__TAREFA PROPOSTA A__:
Diga se cada afirmação abaixo está de acordo com o texto sobre a Semana de Alta Costura de Paris, respondendo sim ou não e citando as palavras do texto que decidem: (i) as cabeças de animais dos vestidos da Schiaparelli eram feitas de espuma, madeira e pele sintética; (ii) o primeiro dia de desfiles foi encerrado pela Schiaparelli; (iii) o desfile de Stéphane Rolland foi dividido em quatro atos.

__TRECHO DO TEXTO__:
========================================================================
03/02/2023 - 3:40
Depois de dois anos sem o seu principal evento de moda em moldes tradicionais, Paris voltou a receber em janeiro, de maneira totalmente presencial, a Semana de Alta Costura. Nela, 29 maisons apresentaram suas coleções com o intuito de buscar novos horizontes para o mercado fashion em todo o mundo. Nesta edição, a grife Schiaparelli abriu os desfiles com looks tão inusitados quanto polêmicos. Inspirada na Divina Comédia, a coleção trouxe à passarela os três animais que estavam na porta do inferno quando Dante encontrou Virgílio. As cabeças de um leopardo, de um leão e de um lobo compunham três diferentes vestidos que buscavam transmitir a mensagem de bravura da marca, que levou para a passarela Naomi Campbell, Shalom Harlow e Irina Shayk.
Apesar de parecer um trabalho impecável de taxidermia, era tudo de mentira. Hiperrealista, mas fake. Feito com espuma, madeira e pele sintética pintada à mão por uma casa italiana reconhecida pelo surrealismo da sua produção. Mesmo assim, a ideia não desceu bem. Em um momento em que os movimentos de preservação da vida selvagem ganham cada vez mais força, a proposta soou mais como um deslize.

Para o coordenador do curso de moda da FAAP Fernando Hage, ainda que seja polêmica, essa produção demonstra a expertise do fazer manual da alta costura francesa, o que é justamente o intuito da Semana de Alta Costura. “É um trabalho extremamente minucioso, de muita qualidade, ao ponto de reproduzir fielmente um animal”, afirmou. Enquanto o mundo da moda se debruçava sobre a controvérsia da Schiaparelli, os desfiles seguiam a todo vapor. O primeiro dia foi encerrado por Giambattista Valli, italiano conhecido pelos vestidos exagerados, românticos e cheios de cor. A atriz brasileira Marina Ruy Barbosa desfilou como convidada de honra do estilista e fechou a passarela com um vestido de noiva inspirado nos anos dourados de Hollywood, com saia branca, bolero de mangas longas todo em flores bordadas e véu de tule.
Além da participação de Marina, o Brasil marcou presença inspirando a coleção do francês Stéphane Rolland, que teve como ponto de partida o filme Orfeu Negro (1959), e trilha sonora de Maria Bethânia, Tom Jobim e João Gilberto. O desfile foi dividido em três atos. No primeiro, vestidos brancos cheios de curvas e volumes ousados homenageavam a obra do arquiteto Oscar Niemeyer; em seguida, caimentos fluídos, tons terrosos e pedras preciosas reverenciavam a Amazônia; por fim, no terceiro ato, o ouro brasileiro reluziu em um potente vestido de noiva inspirado no manto de Nossa Senhora Aparecida.
========================================================================
__DADOS DE TRABALHO__:
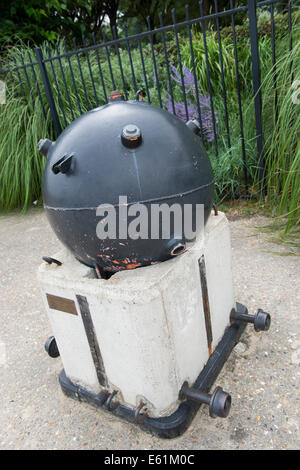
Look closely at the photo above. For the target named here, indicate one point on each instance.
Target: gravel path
(262, 374)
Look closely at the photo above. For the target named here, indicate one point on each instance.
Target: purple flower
(188, 86)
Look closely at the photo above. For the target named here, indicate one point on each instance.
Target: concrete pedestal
(143, 332)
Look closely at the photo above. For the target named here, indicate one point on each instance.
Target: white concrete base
(149, 322)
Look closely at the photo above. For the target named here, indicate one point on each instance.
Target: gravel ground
(262, 373)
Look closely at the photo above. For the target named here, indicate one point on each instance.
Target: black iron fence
(164, 63)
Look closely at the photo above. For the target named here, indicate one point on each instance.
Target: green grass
(23, 121)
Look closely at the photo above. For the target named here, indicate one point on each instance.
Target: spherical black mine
(131, 136)
(109, 160)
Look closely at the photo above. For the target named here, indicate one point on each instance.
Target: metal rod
(205, 302)
(92, 338)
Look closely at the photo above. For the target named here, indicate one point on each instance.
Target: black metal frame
(44, 74)
(177, 423)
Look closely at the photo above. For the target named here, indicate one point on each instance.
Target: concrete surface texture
(262, 373)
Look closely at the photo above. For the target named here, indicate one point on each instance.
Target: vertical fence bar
(37, 85)
(65, 82)
(120, 62)
(154, 63)
(108, 60)
(90, 71)
(143, 63)
(222, 76)
(81, 75)
(256, 89)
(60, 102)
(26, 77)
(130, 58)
(20, 80)
(187, 15)
(167, 62)
(73, 79)
(238, 87)
(48, 91)
(99, 67)
(290, 38)
(274, 61)
(180, 65)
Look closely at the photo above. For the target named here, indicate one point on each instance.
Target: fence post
(48, 90)
(256, 89)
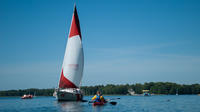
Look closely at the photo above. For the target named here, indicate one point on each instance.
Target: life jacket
(98, 98)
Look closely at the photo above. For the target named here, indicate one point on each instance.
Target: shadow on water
(70, 106)
(77, 107)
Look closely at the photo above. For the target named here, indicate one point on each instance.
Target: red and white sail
(73, 63)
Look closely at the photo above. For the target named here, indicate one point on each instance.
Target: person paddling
(98, 97)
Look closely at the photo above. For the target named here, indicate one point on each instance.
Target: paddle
(112, 99)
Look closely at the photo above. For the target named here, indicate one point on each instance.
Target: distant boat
(27, 96)
(72, 68)
(146, 93)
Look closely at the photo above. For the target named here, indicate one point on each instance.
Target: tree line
(111, 89)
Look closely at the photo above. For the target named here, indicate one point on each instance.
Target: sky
(124, 41)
========================================================================
__TAREFA PROPOSTA B__:
Reúna todas as linhas dos dados que contêm a palavra "fence".

__RESPOSTA RESOLVIDA A__:
(i) Sim: "Feito com espuma, madeira e pele sintética pintada à mão por uma casa italiana reconhecida pelo surrealismo da sua produção."
(ii) Não: "O primeiro dia foi encerrado por Giambattista Valli, italiano conhecido pelos vestidos exagerados, românticos e cheios de cor."
(iii) Não: "O desfile foi dividido em três atos."

__RESPOSTA RESOLVIDA B__:
Target: black iron fence
Target: vertical fence bar
Target: fence post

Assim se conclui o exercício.